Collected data
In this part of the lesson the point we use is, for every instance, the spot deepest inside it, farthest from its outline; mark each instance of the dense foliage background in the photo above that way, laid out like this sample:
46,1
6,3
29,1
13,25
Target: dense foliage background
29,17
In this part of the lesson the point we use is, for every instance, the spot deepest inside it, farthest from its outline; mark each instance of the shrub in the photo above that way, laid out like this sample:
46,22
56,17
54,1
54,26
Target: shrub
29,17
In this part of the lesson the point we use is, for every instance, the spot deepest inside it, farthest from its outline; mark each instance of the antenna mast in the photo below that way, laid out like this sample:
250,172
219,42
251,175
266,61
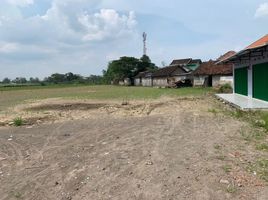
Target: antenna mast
144,35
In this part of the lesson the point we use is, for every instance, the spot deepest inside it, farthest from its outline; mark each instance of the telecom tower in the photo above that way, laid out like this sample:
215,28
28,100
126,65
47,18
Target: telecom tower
144,35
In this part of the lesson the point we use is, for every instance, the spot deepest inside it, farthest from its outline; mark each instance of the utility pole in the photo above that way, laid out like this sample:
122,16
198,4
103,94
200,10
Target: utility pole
144,35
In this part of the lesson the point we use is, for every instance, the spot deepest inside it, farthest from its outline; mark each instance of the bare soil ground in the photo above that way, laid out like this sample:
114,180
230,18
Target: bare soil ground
162,149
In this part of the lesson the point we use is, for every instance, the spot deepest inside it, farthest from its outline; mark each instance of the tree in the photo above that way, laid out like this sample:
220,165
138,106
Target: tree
20,80
56,78
125,67
6,81
145,59
34,80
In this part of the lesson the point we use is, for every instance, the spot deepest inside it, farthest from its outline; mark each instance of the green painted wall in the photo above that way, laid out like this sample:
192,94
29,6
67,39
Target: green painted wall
260,81
193,66
241,81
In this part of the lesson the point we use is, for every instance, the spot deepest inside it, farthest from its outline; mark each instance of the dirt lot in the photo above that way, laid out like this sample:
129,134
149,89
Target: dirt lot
162,149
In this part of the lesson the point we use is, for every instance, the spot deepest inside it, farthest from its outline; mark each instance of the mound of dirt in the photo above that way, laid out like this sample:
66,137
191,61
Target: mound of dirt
66,107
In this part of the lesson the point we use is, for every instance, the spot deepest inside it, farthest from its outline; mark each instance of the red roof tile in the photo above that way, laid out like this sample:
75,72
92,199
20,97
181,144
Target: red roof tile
226,56
210,68
261,42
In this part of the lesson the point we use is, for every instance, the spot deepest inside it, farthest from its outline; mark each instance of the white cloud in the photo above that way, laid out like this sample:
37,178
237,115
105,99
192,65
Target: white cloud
21,3
8,47
262,10
106,24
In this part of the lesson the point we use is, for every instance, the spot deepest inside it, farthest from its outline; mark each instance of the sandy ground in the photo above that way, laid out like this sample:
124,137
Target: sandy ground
164,149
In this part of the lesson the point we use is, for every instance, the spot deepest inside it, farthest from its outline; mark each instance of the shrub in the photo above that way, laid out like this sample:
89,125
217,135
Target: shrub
226,88
18,121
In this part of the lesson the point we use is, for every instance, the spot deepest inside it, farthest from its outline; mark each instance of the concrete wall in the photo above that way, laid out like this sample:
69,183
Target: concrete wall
218,80
137,82
161,82
146,82
250,63
167,81
199,80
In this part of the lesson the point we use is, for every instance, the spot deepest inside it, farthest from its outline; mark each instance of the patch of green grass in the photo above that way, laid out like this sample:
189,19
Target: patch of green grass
262,147
255,135
227,168
17,195
260,168
217,146
18,121
231,189
14,96
221,157
264,118
213,110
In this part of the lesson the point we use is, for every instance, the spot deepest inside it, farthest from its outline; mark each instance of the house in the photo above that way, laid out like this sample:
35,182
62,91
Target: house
214,73
251,70
178,70
144,79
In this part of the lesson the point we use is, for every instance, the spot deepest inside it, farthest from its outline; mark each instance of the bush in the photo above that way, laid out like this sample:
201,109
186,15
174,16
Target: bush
226,88
18,121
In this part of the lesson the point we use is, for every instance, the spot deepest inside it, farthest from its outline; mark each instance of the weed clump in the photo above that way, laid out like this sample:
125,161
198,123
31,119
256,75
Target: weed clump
18,121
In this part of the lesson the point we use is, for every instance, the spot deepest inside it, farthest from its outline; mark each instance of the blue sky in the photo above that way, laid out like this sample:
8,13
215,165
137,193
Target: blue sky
41,37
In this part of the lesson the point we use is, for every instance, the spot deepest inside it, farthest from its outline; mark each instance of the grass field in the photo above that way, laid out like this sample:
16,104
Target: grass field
17,95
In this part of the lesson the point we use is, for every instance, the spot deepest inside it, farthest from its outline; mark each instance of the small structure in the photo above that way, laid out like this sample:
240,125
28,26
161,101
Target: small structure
250,68
178,70
214,73
144,79
209,74
168,76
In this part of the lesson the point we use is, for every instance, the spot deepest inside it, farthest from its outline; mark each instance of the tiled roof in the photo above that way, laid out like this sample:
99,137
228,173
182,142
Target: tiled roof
195,61
181,61
210,68
226,56
168,71
144,74
261,42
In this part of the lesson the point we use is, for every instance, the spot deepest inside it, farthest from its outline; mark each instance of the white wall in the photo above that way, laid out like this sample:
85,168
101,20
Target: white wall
199,80
249,64
218,80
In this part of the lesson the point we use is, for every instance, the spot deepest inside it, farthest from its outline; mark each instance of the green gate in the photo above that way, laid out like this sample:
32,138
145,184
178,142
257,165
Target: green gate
260,81
241,81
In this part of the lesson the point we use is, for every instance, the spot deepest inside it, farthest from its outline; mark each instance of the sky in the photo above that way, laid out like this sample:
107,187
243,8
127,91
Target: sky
41,37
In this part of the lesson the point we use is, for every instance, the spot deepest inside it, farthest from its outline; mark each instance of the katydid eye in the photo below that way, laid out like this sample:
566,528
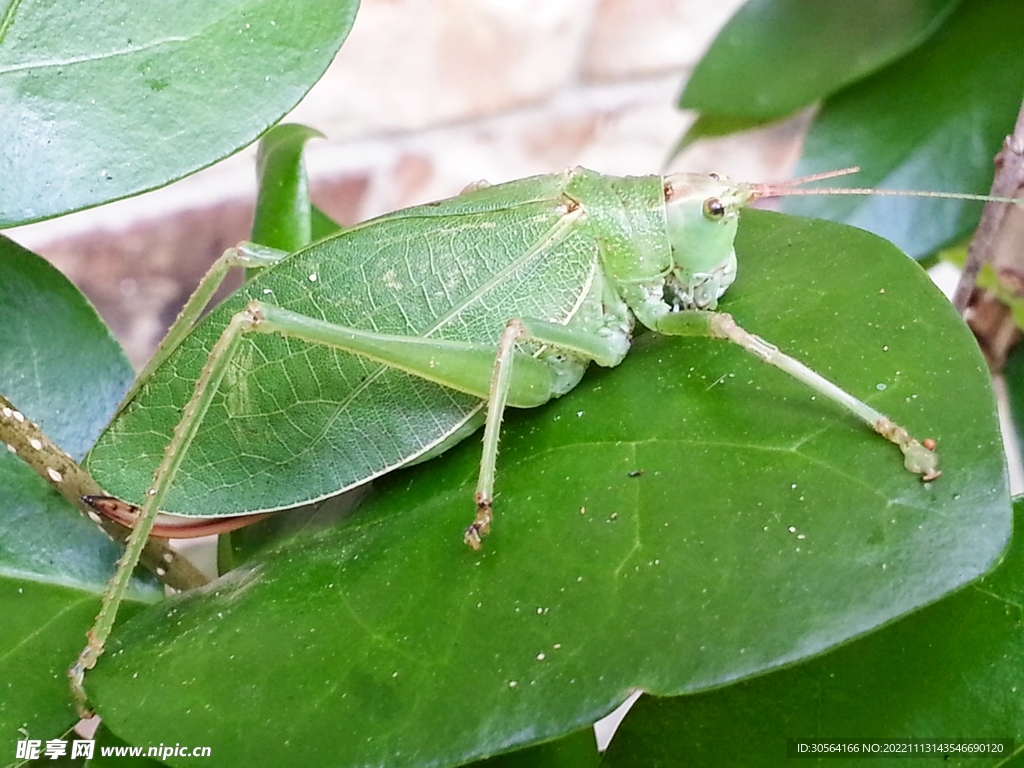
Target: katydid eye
714,208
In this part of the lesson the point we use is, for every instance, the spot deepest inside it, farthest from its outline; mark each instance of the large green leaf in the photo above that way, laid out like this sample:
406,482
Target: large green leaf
933,121
680,522
775,56
60,367
954,670
102,100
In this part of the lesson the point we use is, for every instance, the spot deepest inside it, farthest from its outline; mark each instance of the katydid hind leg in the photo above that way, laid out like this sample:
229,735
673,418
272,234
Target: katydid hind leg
919,456
463,366
247,255
569,351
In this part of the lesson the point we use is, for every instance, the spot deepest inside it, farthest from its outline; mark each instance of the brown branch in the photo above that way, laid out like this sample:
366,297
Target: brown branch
996,242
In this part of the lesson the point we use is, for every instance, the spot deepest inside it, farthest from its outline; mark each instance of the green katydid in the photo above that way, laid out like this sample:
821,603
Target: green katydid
391,341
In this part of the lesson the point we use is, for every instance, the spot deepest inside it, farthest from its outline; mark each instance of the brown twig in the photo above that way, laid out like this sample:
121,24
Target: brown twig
996,243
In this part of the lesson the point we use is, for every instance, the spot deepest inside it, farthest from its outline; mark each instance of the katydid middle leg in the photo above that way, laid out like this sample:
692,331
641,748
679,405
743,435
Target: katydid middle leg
574,348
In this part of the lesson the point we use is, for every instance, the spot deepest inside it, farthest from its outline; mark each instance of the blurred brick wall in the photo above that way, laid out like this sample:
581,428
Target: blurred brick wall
424,97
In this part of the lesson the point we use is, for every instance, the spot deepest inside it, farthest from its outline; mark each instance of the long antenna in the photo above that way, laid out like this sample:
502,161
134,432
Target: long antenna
795,187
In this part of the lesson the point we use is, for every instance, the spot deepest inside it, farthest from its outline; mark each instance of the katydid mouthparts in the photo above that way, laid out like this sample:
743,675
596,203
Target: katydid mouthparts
387,343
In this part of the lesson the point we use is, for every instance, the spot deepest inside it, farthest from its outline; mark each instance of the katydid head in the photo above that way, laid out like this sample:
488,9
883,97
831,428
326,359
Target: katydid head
701,215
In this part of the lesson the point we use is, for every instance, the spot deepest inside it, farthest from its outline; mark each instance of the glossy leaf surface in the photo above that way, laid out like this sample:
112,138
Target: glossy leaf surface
953,670
102,100
680,522
775,56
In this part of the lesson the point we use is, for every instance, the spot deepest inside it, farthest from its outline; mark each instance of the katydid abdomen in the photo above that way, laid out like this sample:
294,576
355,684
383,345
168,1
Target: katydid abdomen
304,411
295,422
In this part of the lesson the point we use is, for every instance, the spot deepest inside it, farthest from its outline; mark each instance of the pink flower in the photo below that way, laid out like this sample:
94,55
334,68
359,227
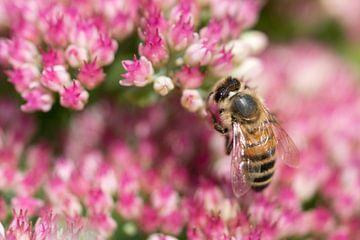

GOAL OF THE EXERCISE >> Find each line of the data above that holds the word "below", then copy it.

WRITTEN RESPONSE >>
In this part of the lesson the point we use is, for every instance, the spot deepest inside it, farthest from its outline; mark each instance of the antenna mast in the photo below that way, laid out like this sample:
In this part of the lesson the point we use is, for every instance, the spot deepest inside it, farthest from its outline; mark each instance of the katydid eye in the photo below that way, laid out like this sample:
In this part of the lesson the point we use is, for every instance, the spot deepest inside it, farthest from its outline; mark each instance of the pink flower in the photo below that way, laid out like this sample:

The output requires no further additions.